Start of Source material

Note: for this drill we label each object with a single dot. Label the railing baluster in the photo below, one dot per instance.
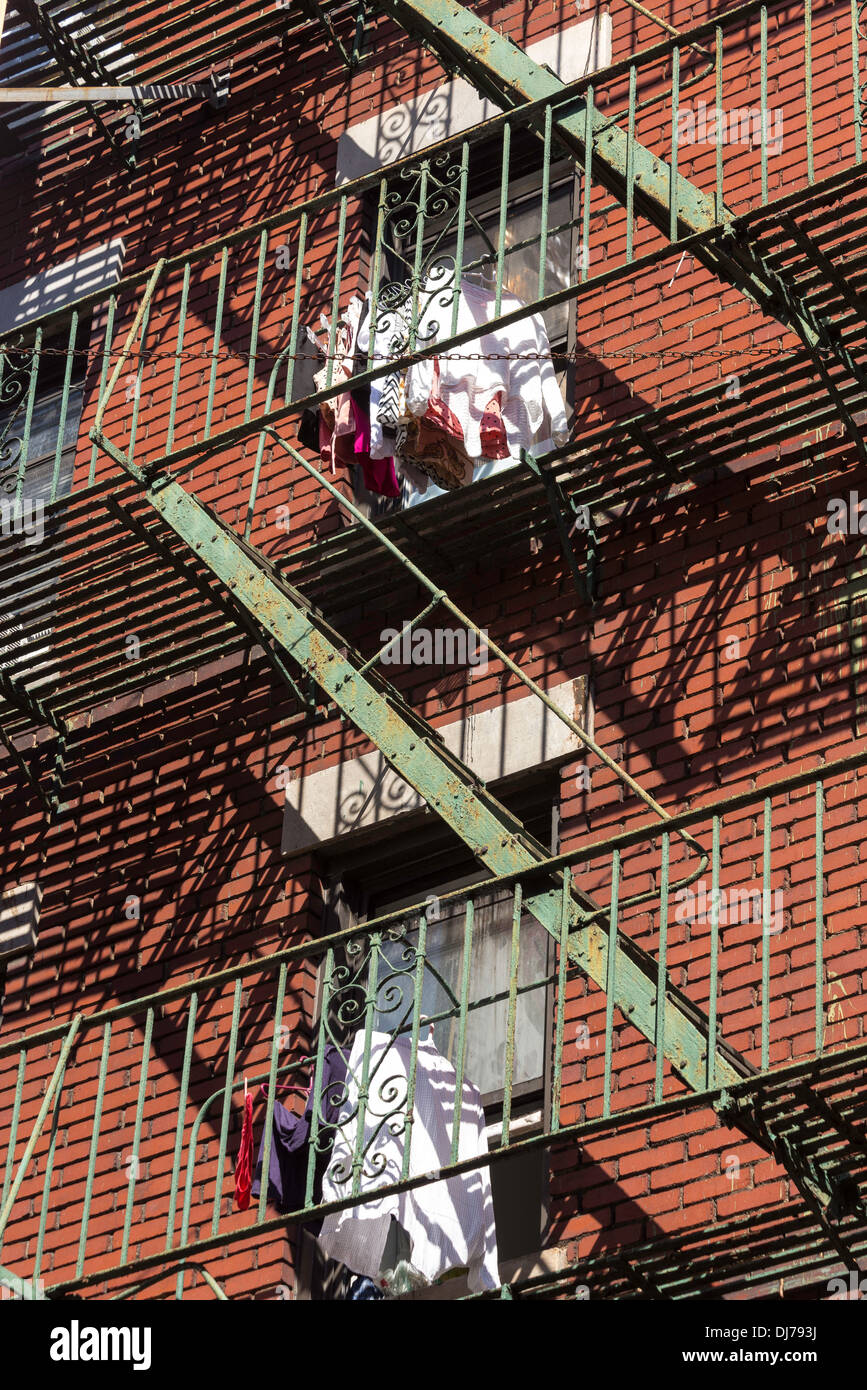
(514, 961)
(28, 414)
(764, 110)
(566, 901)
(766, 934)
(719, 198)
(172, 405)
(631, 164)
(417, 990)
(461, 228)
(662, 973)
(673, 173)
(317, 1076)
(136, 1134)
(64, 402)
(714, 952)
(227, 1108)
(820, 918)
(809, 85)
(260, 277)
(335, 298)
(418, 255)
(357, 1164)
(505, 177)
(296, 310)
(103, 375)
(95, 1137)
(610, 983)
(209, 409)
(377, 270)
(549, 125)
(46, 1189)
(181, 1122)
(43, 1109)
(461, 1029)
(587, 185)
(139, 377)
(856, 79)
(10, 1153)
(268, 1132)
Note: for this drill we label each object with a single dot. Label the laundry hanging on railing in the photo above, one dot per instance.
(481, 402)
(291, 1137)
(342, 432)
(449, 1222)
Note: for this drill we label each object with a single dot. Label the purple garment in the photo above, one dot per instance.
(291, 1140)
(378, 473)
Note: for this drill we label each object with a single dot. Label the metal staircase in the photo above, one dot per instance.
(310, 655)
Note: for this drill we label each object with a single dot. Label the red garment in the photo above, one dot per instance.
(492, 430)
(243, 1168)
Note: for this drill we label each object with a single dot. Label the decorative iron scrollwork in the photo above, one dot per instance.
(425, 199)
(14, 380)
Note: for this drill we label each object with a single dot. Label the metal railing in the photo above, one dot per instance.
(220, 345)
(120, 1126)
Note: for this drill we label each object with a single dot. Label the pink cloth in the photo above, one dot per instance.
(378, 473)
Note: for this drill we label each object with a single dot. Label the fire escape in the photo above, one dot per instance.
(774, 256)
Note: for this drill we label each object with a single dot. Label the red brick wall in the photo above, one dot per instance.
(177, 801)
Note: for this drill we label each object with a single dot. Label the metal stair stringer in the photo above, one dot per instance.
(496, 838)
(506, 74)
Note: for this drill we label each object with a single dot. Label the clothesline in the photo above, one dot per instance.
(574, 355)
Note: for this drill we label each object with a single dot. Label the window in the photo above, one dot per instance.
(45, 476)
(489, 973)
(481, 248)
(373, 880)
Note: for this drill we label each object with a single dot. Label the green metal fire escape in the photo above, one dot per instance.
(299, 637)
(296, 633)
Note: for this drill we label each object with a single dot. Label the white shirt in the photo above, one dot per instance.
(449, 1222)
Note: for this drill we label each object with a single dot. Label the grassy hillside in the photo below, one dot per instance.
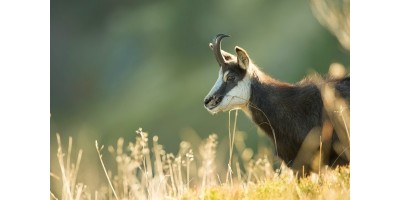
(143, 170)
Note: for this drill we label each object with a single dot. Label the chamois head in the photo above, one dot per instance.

End of Source material

- [Exercise aim] Give the records again exactly, minus the pictures.

- [Answer to the exercise]
Note: for this drill we label each object with a single dot. Label the railing baluster in the photo below, one dot per instance.
(514, 961)
(28, 414)
(764, 110)
(566, 901)
(766, 934)
(719, 198)
(172, 405)
(631, 164)
(417, 990)
(461, 228)
(662, 973)
(673, 173)
(317, 1076)
(136, 1134)
(64, 402)
(714, 952)
(227, 1108)
(820, 918)
(809, 85)
(260, 277)
(335, 298)
(418, 255)
(357, 1164)
(505, 177)
(296, 310)
(103, 375)
(95, 1137)
(610, 983)
(209, 409)
(377, 270)
(549, 125)
(46, 1189)
(181, 1122)
(43, 1109)
(461, 1029)
(587, 185)
(139, 377)
(856, 79)
(10, 1153)
(268, 1132)
Note: for this drill we label each object with a single dot. Label the laundry hanging on railing in the photo above, one dot per instance.
(481, 402)
(291, 1137)
(342, 432)
(449, 1222)
Note: for this drill we label each object with a single dot. Label the purple garment in the photo above, one dot per instance.
(291, 1140)
(378, 473)
Note: for this drill we label each object with a single dot. Label the metal staircase in the photo above, one dot per instance.
(310, 655)
Note: for this drill we label each object with a single dot. Label the red garment in the photo above, one dot per instance.
(492, 430)
(243, 1168)
Note: for this drill we label each object with a single dot. Label the decorative iron scrollwork in the photo above, one dot per instance.
(425, 199)
(14, 380)
Note: for this drill we label each object with a single dot. Label the metal railing in the photo above, one dot per instance.
(220, 345)
(120, 1126)
Note: for this drill we label each object with a single dot. Label the pink cloth in the photo above, one dot per instance.
(378, 473)
Note: for this drill we label each object with a single dot. Label the fire escape in the photo above, one dot per instance.
(774, 256)
Note: for this drill we label each object with a single dot. Label the red brick wall in the photo above, one dot per instance.
(177, 801)
Note: for this drill we label each object with a single dot. Label the metal stair stringer in the photo above, one dot per instance.
(496, 838)
(506, 74)
Note: for this drill we label each object with a single dot. Label the clothesline in the photo above, one dot per instance.
(574, 355)
Note: for this drill we label each object with a single dot. Label the window in the photo above, one dot per instance.
(45, 476)
(489, 973)
(481, 248)
(373, 880)
Note: for this drill we label each object with a single dot. Label the green metal fire escape in the photo above, one dot per instance.
(299, 637)
(296, 633)
Note: for this drill we label each object with a single dot. Label the white shirt in the photo above, one dot per instance.
(449, 1222)
Note: for this drill we label each object with a single dot. Label the grassy hillside in the photo below, one dot per instance.
(143, 170)
Note: for this drill we label each object with a single dot. Label the chamois head in the photo above, one dot per instance.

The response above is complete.